• Problem requirements
Look through the entries below for the line that contains "of the cascading", then set down that line and each one after it exactly, through the last.

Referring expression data
---*---

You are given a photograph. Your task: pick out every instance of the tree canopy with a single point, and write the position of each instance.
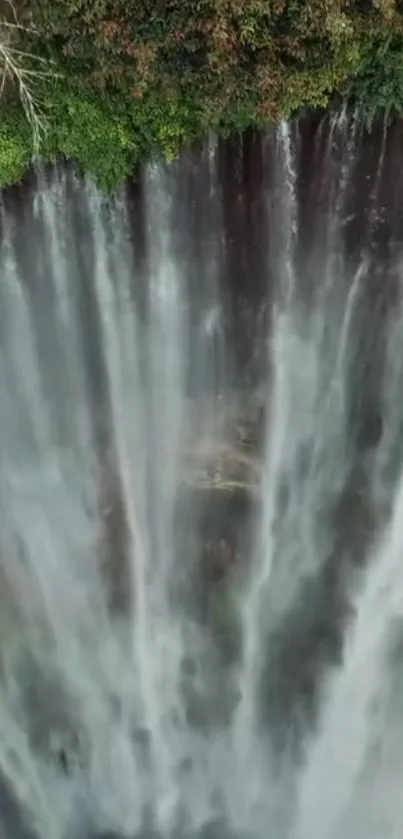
(109, 82)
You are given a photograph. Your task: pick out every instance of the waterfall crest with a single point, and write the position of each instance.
(201, 495)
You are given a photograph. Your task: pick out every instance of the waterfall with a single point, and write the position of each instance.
(201, 494)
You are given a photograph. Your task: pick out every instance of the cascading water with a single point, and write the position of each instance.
(199, 630)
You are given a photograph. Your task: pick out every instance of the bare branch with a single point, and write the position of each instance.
(23, 69)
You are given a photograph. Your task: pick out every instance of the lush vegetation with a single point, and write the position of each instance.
(108, 82)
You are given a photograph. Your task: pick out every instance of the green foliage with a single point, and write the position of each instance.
(378, 87)
(142, 77)
(15, 146)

---*---

• Exercise output
You are given a photograph. Your task: pick out every instance of the cascading water with a single point, and write the position of each instance.
(199, 630)
You are given a photograph. Your task: pick out every instance of the bare branch with a single point, and write the position of each instance.
(23, 69)
You are given a photograph. Your task: pick out every instance of the lush vegetation with a single point, and write the position of each instance.
(108, 82)
You are given a photograph. Your task: pick out every instance of the green foliage with a single point, and write the position of each instance.
(378, 87)
(142, 77)
(15, 146)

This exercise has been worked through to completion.